Go through the listing and copy every line word for word.

Saved entries:
· · · · · · ·
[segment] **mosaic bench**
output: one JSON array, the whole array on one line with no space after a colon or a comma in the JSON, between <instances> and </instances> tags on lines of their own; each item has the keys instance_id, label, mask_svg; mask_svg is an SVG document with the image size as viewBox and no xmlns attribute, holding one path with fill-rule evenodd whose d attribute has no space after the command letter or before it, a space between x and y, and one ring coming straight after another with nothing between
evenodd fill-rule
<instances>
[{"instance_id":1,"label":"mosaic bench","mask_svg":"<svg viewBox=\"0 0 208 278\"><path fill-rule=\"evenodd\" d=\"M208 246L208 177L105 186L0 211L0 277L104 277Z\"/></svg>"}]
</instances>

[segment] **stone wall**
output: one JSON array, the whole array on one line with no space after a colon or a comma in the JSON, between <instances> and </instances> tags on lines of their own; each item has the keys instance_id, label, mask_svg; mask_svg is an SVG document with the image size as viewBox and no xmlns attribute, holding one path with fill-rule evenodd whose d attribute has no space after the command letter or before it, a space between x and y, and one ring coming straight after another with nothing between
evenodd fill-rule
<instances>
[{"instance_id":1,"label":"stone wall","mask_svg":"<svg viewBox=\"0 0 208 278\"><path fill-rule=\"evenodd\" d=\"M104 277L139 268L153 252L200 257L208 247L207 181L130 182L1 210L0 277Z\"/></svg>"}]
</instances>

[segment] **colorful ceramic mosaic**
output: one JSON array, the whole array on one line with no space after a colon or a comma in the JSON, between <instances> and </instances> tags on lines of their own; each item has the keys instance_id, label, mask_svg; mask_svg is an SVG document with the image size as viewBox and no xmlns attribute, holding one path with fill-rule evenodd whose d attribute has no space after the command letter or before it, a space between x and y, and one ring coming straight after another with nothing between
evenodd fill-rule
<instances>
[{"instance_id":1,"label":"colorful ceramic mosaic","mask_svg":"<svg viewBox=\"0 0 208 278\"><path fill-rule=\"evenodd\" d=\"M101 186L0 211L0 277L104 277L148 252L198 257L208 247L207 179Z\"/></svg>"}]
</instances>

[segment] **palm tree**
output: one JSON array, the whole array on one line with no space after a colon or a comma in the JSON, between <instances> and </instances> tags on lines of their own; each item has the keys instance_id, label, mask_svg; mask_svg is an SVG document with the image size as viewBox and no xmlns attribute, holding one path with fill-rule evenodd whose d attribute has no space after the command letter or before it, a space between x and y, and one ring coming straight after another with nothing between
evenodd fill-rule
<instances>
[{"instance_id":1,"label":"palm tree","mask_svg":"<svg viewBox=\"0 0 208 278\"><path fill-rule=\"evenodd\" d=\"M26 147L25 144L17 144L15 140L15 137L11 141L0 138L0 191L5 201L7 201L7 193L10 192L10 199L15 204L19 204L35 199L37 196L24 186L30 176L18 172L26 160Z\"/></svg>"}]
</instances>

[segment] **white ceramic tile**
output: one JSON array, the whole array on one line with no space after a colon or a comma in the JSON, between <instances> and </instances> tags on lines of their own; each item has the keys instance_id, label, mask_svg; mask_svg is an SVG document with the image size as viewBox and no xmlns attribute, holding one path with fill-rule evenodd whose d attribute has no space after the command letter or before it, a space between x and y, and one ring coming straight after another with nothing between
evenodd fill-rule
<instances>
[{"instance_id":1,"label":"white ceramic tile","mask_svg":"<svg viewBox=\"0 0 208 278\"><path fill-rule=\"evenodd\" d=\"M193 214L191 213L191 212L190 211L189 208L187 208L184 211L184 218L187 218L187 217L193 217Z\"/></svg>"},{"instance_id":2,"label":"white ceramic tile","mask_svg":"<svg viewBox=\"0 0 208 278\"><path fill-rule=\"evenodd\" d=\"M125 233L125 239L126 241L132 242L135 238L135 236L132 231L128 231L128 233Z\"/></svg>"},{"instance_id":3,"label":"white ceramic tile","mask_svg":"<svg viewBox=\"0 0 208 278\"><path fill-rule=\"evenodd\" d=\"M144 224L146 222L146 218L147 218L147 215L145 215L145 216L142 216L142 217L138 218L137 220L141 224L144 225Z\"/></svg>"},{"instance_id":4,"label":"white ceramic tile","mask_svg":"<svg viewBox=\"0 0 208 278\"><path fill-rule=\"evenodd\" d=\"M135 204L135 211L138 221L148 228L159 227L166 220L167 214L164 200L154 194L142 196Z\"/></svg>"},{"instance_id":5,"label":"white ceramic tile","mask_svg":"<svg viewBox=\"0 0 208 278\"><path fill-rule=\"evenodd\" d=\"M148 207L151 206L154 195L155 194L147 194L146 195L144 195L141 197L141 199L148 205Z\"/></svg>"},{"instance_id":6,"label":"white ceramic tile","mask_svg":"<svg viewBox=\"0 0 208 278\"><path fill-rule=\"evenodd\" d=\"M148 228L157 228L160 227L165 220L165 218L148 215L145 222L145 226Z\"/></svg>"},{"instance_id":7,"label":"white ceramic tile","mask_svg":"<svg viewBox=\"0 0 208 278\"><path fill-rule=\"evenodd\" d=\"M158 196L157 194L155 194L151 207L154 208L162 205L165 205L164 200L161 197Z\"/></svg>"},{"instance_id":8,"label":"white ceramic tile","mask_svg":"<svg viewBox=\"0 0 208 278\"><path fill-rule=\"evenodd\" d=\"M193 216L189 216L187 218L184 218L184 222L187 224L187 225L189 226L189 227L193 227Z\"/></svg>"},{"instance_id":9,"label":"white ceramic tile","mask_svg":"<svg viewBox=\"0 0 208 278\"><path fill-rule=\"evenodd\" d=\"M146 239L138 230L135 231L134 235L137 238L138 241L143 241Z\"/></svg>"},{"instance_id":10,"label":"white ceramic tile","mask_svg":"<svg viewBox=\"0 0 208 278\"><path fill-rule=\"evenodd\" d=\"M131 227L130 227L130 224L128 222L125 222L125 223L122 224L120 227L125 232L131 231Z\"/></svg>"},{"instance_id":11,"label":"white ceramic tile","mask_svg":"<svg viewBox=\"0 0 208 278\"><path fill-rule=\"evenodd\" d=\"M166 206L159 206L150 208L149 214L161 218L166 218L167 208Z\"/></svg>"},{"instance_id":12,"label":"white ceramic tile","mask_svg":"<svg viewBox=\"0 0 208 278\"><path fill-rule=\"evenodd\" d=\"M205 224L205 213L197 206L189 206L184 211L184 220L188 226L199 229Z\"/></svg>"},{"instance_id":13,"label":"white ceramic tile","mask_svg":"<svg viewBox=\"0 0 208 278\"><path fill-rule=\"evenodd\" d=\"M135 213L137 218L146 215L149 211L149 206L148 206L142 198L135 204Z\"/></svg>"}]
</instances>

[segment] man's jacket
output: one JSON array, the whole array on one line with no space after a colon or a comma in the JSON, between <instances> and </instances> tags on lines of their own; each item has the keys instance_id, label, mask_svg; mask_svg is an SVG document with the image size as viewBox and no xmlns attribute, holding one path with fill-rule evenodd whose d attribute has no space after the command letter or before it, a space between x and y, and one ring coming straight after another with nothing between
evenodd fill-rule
· · · · · · ·
SOLVED PROBLEM:
[segment] **mosaic bench**
output: one JSON array, the whole array on one line with no space after a colon or a comma in the JSON, between <instances> and </instances> tags on lines of their own; each item has the keys instance_id, label, mask_svg; mask_svg is an SVG document with the image size as viewBox and no xmlns attribute, holding one path with fill-rule evenodd whose d attribute has no space after the command letter or before it, a space between x and y, and one ring coming straight after another with nothing between
evenodd fill-rule
<instances>
[{"instance_id":1,"label":"mosaic bench","mask_svg":"<svg viewBox=\"0 0 208 278\"><path fill-rule=\"evenodd\" d=\"M208 246L208 177L105 186L0 211L0 277L104 277Z\"/></svg>"}]
</instances>

[segment] **stone wall**
output: one JSON array, the whole array on one line with no space after a colon or a comma in the JSON, between <instances> and </instances> tags on lines of their own; each item has the keys instance_id, label, mask_svg; mask_svg is an SVG document with the image size as viewBox and no xmlns attribute, holding one path with fill-rule evenodd whose d attribute has no space after the command letter or before it, a space between x and y, and one ring coming straight after another with nothing between
evenodd fill-rule
<instances>
[{"instance_id":1,"label":"stone wall","mask_svg":"<svg viewBox=\"0 0 208 278\"><path fill-rule=\"evenodd\" d=\"M104 277L139 268L153 252L200 257L208 247L207 181L130 182L1 210L0 277Z\"/></svg>"}]
</instances>

[segment] **colorful ceramic mosaic**
output: one JSON array, the whole array on one line with no space after a colon or a comma in the JSON, between <instances> and </instances> tags on lines of their own; each item has the keys instance_id, label, mask_svg; mask_svg is an SVG document with the image size as viewBox and no xmlns attribute, holding one path with fill-rule evenodd whose d attribute has no space after the command letter or before it, a space between x and y, and one ring coming straight after another with nothing between
evenodd fill-rule
<instances>
[{"instance_id":1,"label":"colorful ceramic mosaic","mask_svg":"<svg viewBox=\"0 0 208 278\"><path fill-rule=\"evenodd\" d=\"M101 186L0 211L0 277L104 277L148 252L198 257L208 247L207 179Z\"/></svg>"}]
</instances>

[segment] **palm tree**
output: one JSON array, the whole array on one line with no space after a colon or a comma in the JSON, between <instances> and </instances> tags on lines of their own; each item has the keys instance_id, label, mask_svg; mask_svg is an SVG document with the image size as viewBox and no xmlns attribute, holding one path with fill-rule evenodd whose d attribute has no space after the command letter or before it, a space between x and y, and one ring coming straight after another with nothing between
evenodd fill-rule
<instances>
[{"instance_id":1,"label":"palm tree","mask_svg":"<svg viewBox=\"0 0 208 278\"><path fill-rule=\"evenodd\" d=\"M26 147L25 144L17 144L15 140L15 137L11 141L0 138L0 191L5 201L7 201L7 193L10 192L10 199L15 204L19 204L35 199L37 196L24 186L30 176L18 172L26 160Z\"/></svg>"}]
</instances>

[segment] **white ceramic tile**
output: one JSON array, the whole array on one line with no space after a colon or a comma in the JSON, between <instances> and </instances> tags on lines of their own; each item has the keys instance_id, label, mask_svg; mask_svg is an SVG document with the image size as viewBox and no xmlns attribute, holding one path with fill-rule evenodd whose d attribute has no space after the command letter or before it, a space between x and y, and one ring coming straight after another with nothing between
evenodd fill-rule
<instances>
[{"instance_id":1,"label":"white ceramic tile","mask_svg":"<svg viewBox=\"0 0 208 278\"><path fill-rule=\"evenodd\" d=\"M193 214L191 213L191 212L190 211L189 208L187 208L184 211L184 218L187 218L187 217L193 217Z\"/></svg>"},{"instance_id":2,"label":"white ceramic tile","mask_svg":"<svg viewBox=\"0 0 208 278\"><path fill-rule=\"evenodd\" d=\"M125 233L125 239L126 241L132 242L135 238L135 236L132 231L128 231L128 233Z\"/></svg>"},{"instance_id":3,"label":"white ceramic tile","mask_svg":"<svg viewBox=\"0 0 208 278\"><path fill-rule=\"evenodd\" d=\"M144 224L146 222L146 218L147 218L147 215L145 215L145 216L142 216L142 217L138 218L137 220L141 224L144 225Z\"/></svg>"},{"instance_id":4,"label":"white ceramic tile","mask_svg":"<svg viewBox=\"0 0 208 278\"><path fill-rule=\"evenodd\" d=\"M135 204L135 211L138 221L148 228L159 227L166 220L167 214L164 200L154 194L142 196Z\"/></svg>"},{"instance_id":5,"label":"white ceramic tile","mask_svg":"<svg viewBox=\"0 0 208 278\"><path fill-rule=\"evenodd\" d=\"M148 207L151 206L154 195L155 194L147 194L146 195L144 195L141 197L141 199L148 205Z\"/></svg>"},{"instance_id":6,"label":"white ceramic tile","mask_svg":"<svg viewBox=\"0 0 208 278\"><path fill-rule=\"evenodd\" d=\"M148 228L157 228L160 227L165 220L165 218L148 215L145 222L145 226Z\"/></svg>"},{"instance_id":7,"label":"white ceramic tile","mask_svg":"<svg viewBox=\"0 0 208 278\"><path fill-rule=\"evenodd\" d=\"M158 196L157 194L155 194L151 207L154 208L162 205L165 205L164 200L161 197Z\"/></svg>"},{"instance_id":8,"label":"white ceramic tile","mask_svg":"<svg viewBox=\"0 0 208 278\"><path fill-rule=\"evenodd\" d=\"M193 216L189 216L187 218L184 218L184 222L187 224L187 225L189 226L189 227L193 227Z\"/></svg>"},{"instance_id":9,"label":"white ceramic tile","mask_svg":"<svg viewBox=\"0 0 208 278\"><path fill-rule=\"evenodd\" d=\"M146 239L138 230L135 231L134 235L137 238L138 241L143 241Z\"/></svg>"},{"instance_id":10,"label":"white ceramic tile","mask_svg":"<svg viewBox=\"0 0 208 278\"><path fill-rule=\"evenodd\" d=\"M131 227L130 227L130 224L128 222L125 222L125 223L122 224L120 227L125 232L131 231Z\"/></svg>"},{"instance_id":11,"label":"white ceramic tile","mask_svg":"<svg viewBox=\"0 0 208 278\"><path fill-rule=\"evenodd\" d=\"M166 206L159 206L150 208L149 214L161 218L166 218L167 208Z\"/></svg>"},{"instance_id":12,"label":"white ceramic tile","mask_svg":"<svg viewBox=\"0 0 208 278\"><path fill-rule=\"evenodd\" d=\"M205 224L205 213L197 206L189 206L184 211L184 220L188 226L199 229Z\"/></svg>"},{"instance_id":13,"label":"white ceramic tile","mask_svg":"<svg viewBox=\"0 0 208 278\"><path fill-rule=\"evenodd\" d=\"M135 213L137 218L146 215L149 211L149 206L148 206L142 198L135 204Z\"/></svg>"}]
</instances>

[segment] man's jacket
output: one JSON array, the whole array on one line with no space after a colon or a comma in the JSON, between <instances> and </instances> tags on lines of their own; each item has the keys instance_id, label, mask_svg; mask_svg is an SVG document with the image size as viewBox and no xmlns attribute, holding one path with fill-rule evenodd whose d attribute has no space after the command letter or before it, a space between x and y, and one ring coming straight after another with nothing between
evenodd fill-rule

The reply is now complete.